___ SUPPLIED MATERIAL

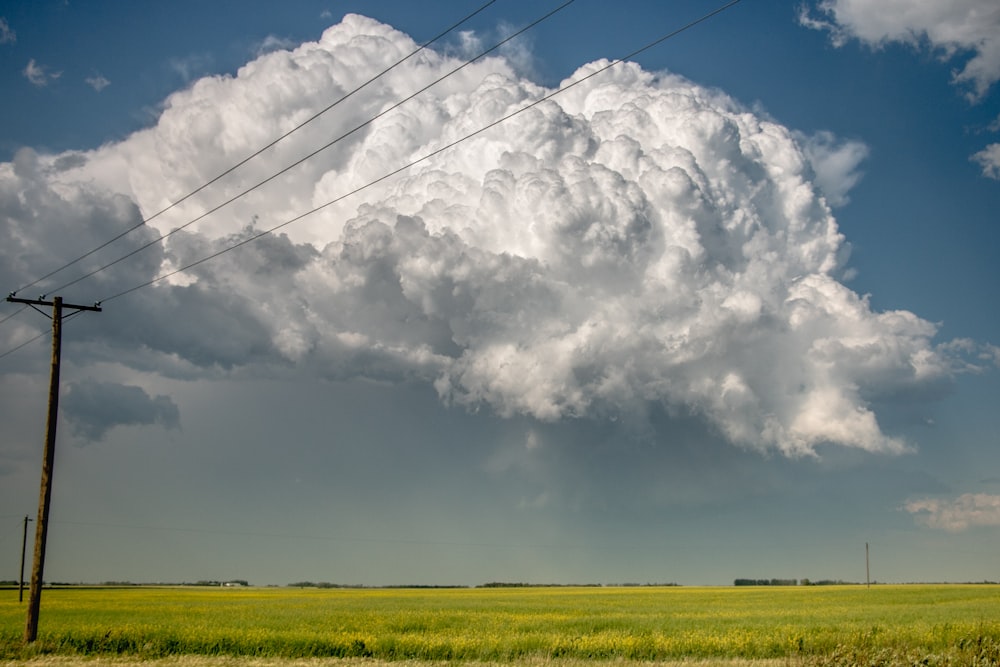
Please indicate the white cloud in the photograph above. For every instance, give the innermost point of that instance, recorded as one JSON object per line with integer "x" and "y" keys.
{"x": 39, "y": 75}
{"x": 274, "y": 43}
{"x": 958, "y": 514}
{"x": 835, "y": 164}
{"x": 989, "y": 160}
{"x": 7, "y": 35}
{"x": 97, "y": 82}
{"x": 637, "y": 241}
{"x": 954, "y": 29}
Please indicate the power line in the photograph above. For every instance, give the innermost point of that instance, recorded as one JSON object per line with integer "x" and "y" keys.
{"x": 244, "y": 161}
{"x": 428, "y": 156}
{"x": 315, "y": 152}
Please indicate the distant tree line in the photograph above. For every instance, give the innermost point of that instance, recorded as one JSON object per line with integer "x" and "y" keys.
{"x": 766, "y": 582}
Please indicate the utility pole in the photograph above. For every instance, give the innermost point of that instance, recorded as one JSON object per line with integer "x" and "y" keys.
{"x": 868, "y": 572}
{"x": 45, "y": 494}
{"x": 24, "y": 545}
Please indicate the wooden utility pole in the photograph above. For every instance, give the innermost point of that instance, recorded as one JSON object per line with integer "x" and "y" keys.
{"x": 868, "y": 572}
{"x": 24, "y": 545}
{"x": 48, "y": 458}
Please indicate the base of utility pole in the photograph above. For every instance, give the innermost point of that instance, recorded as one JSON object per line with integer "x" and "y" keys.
{"x": 48, "y": 459}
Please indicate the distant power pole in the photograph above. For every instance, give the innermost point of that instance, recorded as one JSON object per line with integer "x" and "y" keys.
{"x": 868, "y": 572}
{"x": 45, "y": 494}
{"x": 24, "y": 545}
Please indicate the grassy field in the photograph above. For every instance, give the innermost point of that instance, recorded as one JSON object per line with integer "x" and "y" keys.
{"x": 842, "y": 625}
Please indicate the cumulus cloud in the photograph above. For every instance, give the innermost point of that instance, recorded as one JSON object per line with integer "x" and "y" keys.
{"x": 835, "y": 164}
{"x": 636, "y": 242}
{"x": 7, "y": 34}
{"x": 989, "y": 160}
{"x": 39, "y": 75}
{"x": 957, "y": 514}
{"x": 97, "y": 82}
{"x": 93, "y": 408}
{"x": 952, "y": 28}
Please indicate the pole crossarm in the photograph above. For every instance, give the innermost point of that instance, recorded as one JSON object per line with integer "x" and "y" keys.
{"x": 42, "y": 302}
{"x": 48, "y": 457}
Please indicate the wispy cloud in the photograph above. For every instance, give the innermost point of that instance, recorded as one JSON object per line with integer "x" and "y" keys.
{"x": 39, "y": 75}
{"x": 966, "y": 511}
{"x": 7, "y": 35}
{"x": 97, "y": 82}
{"x": 949, "y": 28}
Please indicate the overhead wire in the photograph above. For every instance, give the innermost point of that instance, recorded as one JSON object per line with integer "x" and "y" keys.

______

» TASK STATEMENT
Restate word for word the lines from the one holding "Please indicate the base" to the end of the listing, both ends included, and nothing more.

» SOLVED PROBLEM
Please indicate the base of utility pole in the photograph above. For every instance, give the innermost point of that instance, recorded as one JSON object per line with integer "x" and "y" keys.
{"x": 48, "y": 459}
Please indicate the distant power pole in the photograph above. For every instance, give the innermost point of that instance, recorded as one JSON object per line with integer "x" and "y" keys.
{"x": 868, "y": 572}
{"x": 45, "y": 494}
{"x": 24, "y": 545}
Please indicate the grassy field in the photograph above. For every instance, give the innermost point of that instance, recorded as one JSON object per line with integer "x" and "y" keys.
{"x": 842, "y": 625}
Please indicate the cumulus cloud in the photograph above. For every instance, give the innermost point of that instance, recorded as one JSON object per line with integer "x" and "y" keys.
{"x": 835, "y": 164}
{"x": 636, "y": 242}
{"x": 7, "y": 34}
{"x": 989, "y": 160}
{"x": 39, "y": 75}
{"x": 957, "y": 514}
{"x": 97, "y": 82}
{"x": 93, "y": 408}
{"x": 952, "y": 28}
Please indicate the pole crossarm in the photograph above. For every instance, give the innermost point of that instance, recorded as one JSON object per line with integer "x" and "y" keys.
{"x": 42, "y": 302}
{"x": 48, "y": 457}
Please indicate the wispy cloud in the photograph above. For every instance, give the innermost point of that instance, recorded as one JSON object per line with integer "x" and "y" keys.
{"x": 39, "y": 75}
{"x": 966, "y": 511}
{"x": 7, "y": 35}
{"x": 97, "y": 82}
{"x": 949, "y": 28}
Please indicate the overhead wire in the photograph above. For every instance, give the innermost point of that instance, recorded as one JSON object per line with integer "x" and "y" keys.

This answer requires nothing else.